**Exercise inputs:**
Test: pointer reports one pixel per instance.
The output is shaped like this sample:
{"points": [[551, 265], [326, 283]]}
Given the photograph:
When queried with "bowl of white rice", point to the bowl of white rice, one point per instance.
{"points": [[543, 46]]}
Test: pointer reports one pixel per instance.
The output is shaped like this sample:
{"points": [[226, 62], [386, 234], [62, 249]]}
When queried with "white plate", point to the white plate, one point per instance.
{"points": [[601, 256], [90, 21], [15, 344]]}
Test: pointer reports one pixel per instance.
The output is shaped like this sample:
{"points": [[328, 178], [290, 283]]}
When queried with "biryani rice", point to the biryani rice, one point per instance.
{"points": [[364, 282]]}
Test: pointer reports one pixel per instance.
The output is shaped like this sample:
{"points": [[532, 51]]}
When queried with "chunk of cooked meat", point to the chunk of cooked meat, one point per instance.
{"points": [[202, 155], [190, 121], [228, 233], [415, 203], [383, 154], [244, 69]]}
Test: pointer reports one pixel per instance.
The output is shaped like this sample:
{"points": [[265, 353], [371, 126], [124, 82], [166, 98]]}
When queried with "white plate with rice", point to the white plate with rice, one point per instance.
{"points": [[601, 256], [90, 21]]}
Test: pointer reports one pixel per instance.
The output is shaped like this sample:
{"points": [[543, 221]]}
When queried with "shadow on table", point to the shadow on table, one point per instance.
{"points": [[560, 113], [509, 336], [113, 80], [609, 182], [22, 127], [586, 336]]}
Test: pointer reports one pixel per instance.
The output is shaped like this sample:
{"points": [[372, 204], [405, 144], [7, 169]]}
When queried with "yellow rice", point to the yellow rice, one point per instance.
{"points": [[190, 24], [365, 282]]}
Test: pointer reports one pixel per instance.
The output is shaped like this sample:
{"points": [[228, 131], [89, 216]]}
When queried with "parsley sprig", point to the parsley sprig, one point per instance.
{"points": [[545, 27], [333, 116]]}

**Exercise directions:**
Turn all the records above into a Markdown table with the columns Row and Line. Give each line its own numbered row and omit blank lines.

**The reply:**
| Row | Line |
|---|---|
| 1 | Test: pointer reports one pixel per instance. |
| 2 | The output is shaped like this sample: |
| 3 | {"points": [[551, 265], [326, 283]]} |
| 4 | Given the photograph: |
| 5 | When queried with "bowl of white rice", point to the bowl of white rice, one point per instance. |
| 6 | {"points": [[543, 46]]} |
| 7 | Test: pointer reports one pixel per instance. |
| 8 | The output is shaped like this sample: |
| 9 | {"points": [[226, 62], [386, 234], [62, 249]]} |
| 10 | When queried with "white plate", point to the white plate, one point per instance. |
| 11 | {"points": [[601, 256], [90, 21], [15, 344]]} |
| 12 | Test: pointer reports one pixel per instance. |
| 13 | The output is shaped like this sample: |
| 14 | {"points": [[328, 178], [290, 283]]} |
| 15 | When queried with "biryani rice", point to the biryani rice, one point per instance. |
| 16 | {"points": [[364, 282]]} |
| 17 | Test: pointer reports one pixel per instance. |
| 18 | The output is shaped like this sample: |
| 19 | {"points": [[532, 51]]} |
| 20 | When queried with "chunk of cooked meat", point to the chunk of cooked meat, one point per instance. |
| 21 | {"points": [[202, 155], [190, 121], [228, 233], [415, 203], [383, 154], [244, 69]]} |
| 22 | Test: pointer reports one pixel per instance. |
| 23 | The output is shaped like this sample: |
| 24 | {"points": [[265, 353], [371, 126], [124, 82], [166, 98]]} |
| 25 | When queried with "white plate with rice", point to the white plate with rice, one point per instance. |
| 26 | {"points": [[601, 256], [90, 21]]} |
| 27 | Test: pointer reports one pixel per instance. |
| 28 | The output is shaped like this sample: |
| 29 | {"points": [[543, 221]]} |
| 30 | When queried with "shadow on table", point to the shadow on table, one point per instance. |
| 31 | {"points": [[560, 113], [509, 336], [113, 80], [609, 182], [22, 127], [586, 336]]} |
| 32 | Test: pointer reports one pixel per instance. |
| 33 | The output is shaped like this sample: |
| 34 | {"points": [[372, 204], [405, 144], [7, 169]]} |
| 35 | When queried with "yellow rice", point to the yellow rice, one point per instance. |
| 36 | {"points": [[190, 24], [365, 282]]} |
| 37 | Test: pointer reports one pixel per instance. |
| 38 | The output is shaped like this sample: |
| 39 | {"points": [[228, 131], [89, 216]]} |
| 40 | When queried with "parsley sprig", point to the parsley sprig, one point per instance. |
| 41 | {"points": [[545, 27], [333, 116]]} |